_Listed entries_.
* start *
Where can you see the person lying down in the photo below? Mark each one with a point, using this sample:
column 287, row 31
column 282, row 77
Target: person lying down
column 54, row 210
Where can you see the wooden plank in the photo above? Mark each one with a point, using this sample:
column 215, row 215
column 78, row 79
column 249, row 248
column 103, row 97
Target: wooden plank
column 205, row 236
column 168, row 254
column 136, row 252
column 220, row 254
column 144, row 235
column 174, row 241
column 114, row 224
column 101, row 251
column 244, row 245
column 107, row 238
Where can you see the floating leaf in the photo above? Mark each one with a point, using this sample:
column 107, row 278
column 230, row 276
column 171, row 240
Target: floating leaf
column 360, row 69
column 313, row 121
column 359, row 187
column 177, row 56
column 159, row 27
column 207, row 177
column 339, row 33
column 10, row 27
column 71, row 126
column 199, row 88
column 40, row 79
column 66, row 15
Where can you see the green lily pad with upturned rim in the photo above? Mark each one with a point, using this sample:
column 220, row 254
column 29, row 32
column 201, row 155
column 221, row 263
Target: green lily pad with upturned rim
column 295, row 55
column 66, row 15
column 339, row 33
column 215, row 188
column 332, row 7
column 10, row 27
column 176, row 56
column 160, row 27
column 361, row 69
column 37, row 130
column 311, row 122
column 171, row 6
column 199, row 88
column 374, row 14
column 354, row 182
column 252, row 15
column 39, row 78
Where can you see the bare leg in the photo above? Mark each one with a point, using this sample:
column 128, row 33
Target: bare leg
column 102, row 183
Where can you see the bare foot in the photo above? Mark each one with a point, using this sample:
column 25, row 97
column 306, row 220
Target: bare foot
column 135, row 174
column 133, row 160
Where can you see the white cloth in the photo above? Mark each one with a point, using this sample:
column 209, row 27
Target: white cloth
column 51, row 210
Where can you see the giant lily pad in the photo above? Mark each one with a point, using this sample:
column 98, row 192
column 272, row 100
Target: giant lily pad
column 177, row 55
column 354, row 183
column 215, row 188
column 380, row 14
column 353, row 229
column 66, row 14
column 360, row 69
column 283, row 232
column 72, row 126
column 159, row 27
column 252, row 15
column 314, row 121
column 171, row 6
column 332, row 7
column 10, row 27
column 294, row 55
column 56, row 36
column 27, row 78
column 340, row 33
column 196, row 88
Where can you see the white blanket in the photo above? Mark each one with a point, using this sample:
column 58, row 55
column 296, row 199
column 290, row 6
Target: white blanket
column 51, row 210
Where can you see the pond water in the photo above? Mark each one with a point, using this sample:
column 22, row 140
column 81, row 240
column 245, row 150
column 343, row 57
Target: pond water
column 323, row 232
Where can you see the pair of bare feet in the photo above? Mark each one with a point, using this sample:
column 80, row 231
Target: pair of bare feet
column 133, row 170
* end *
_Your objective_. Reproduce verbatim the part of the records above that opens with the line containing "Where can you see the wooden" and closes with the line containing "column 107, row 238", including both of those lines.

_Solved problem_.
Where can you see the wooden plank in the photo above? Mark each one with a point, using this sample:
column 215, row 215
column 78, row 79
column 249, row 248
column 103, row 97
Target: wooden plank
column 205, row 236
column 168, row 254
column 136, row 252
column 220, row 254
column 144, row 235
column 174, row 241
column 114, row 224
column 101, row 251
column 244, row 245
column 107, row 238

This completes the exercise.